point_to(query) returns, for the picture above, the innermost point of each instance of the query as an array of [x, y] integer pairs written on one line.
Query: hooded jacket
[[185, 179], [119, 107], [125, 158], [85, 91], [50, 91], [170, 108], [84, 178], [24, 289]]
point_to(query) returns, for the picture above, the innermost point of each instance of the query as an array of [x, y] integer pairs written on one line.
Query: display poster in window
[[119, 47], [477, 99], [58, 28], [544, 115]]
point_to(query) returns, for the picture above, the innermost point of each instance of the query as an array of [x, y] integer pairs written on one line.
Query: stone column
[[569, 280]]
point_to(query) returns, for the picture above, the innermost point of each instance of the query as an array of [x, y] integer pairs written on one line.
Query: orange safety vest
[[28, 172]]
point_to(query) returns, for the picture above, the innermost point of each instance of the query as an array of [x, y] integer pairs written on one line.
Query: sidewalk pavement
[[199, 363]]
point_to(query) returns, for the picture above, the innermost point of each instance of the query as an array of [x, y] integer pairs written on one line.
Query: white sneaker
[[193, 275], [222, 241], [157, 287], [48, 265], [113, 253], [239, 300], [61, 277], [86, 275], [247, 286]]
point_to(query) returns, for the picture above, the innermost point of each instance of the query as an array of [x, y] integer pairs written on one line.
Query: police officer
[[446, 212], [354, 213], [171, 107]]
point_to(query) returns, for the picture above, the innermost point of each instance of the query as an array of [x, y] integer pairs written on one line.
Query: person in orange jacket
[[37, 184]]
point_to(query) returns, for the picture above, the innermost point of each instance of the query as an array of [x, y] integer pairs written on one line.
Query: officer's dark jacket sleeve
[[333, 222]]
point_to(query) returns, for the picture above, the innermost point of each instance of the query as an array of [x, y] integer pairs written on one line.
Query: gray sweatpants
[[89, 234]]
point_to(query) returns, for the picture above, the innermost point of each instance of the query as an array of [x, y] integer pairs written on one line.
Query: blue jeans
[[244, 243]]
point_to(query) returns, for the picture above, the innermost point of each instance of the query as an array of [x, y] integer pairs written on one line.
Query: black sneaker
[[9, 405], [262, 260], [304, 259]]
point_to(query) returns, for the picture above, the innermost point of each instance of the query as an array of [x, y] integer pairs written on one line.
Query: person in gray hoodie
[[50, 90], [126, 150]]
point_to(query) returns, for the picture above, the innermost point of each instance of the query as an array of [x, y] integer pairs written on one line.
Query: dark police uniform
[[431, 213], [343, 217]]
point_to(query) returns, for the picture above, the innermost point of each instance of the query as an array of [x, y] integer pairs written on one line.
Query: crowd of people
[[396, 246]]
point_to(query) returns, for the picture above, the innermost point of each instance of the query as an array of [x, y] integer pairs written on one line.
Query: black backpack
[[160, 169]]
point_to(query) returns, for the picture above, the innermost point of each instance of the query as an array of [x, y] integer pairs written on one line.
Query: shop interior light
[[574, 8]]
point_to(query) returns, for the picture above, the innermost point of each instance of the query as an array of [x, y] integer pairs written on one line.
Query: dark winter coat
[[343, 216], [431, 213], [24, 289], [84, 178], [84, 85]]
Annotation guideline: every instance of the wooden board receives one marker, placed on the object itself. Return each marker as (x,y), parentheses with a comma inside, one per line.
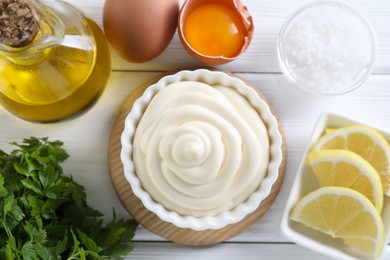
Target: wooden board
(150,220)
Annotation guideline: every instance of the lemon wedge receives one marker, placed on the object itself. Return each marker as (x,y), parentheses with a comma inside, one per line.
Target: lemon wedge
(366,142)
(343,213)
(344,168)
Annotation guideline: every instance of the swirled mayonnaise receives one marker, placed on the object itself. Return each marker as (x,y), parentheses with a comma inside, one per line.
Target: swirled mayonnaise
(200,150)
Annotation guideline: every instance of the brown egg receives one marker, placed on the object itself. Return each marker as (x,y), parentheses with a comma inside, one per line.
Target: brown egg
(139,30)
(215,31)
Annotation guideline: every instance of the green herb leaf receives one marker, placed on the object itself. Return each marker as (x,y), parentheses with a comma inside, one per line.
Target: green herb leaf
(45,214)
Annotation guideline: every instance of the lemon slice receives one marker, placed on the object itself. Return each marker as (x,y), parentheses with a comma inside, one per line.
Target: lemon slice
(343,213)
(364,141)
(344,168)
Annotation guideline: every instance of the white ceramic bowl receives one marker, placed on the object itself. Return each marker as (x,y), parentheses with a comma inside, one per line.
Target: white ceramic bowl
(227,217)
(327,48)
(305,182)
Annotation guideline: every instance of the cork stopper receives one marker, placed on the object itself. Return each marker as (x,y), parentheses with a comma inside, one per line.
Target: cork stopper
(18,26)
══════════════════════════════
Emit verbatim the lines running from the one with "Annotation guideline: every instance of the white" through the last line of the data, both endpoints inclusive.

Annotation guideline: every instance of the white ceramic bowl receives one marker, placed on the object itself. Return each marker as (x,y), parentheses with a comma inside, one per line.
Target: white ceramic bowl
(227,217)
(327,48)
(305,182)
Annotation guideline: every instance of the cork stopper receives one marker, placed on the object itself. Return each marker as (x,y), parentheses with a comma inside, one per line.
Target: cork stopper
(18,26)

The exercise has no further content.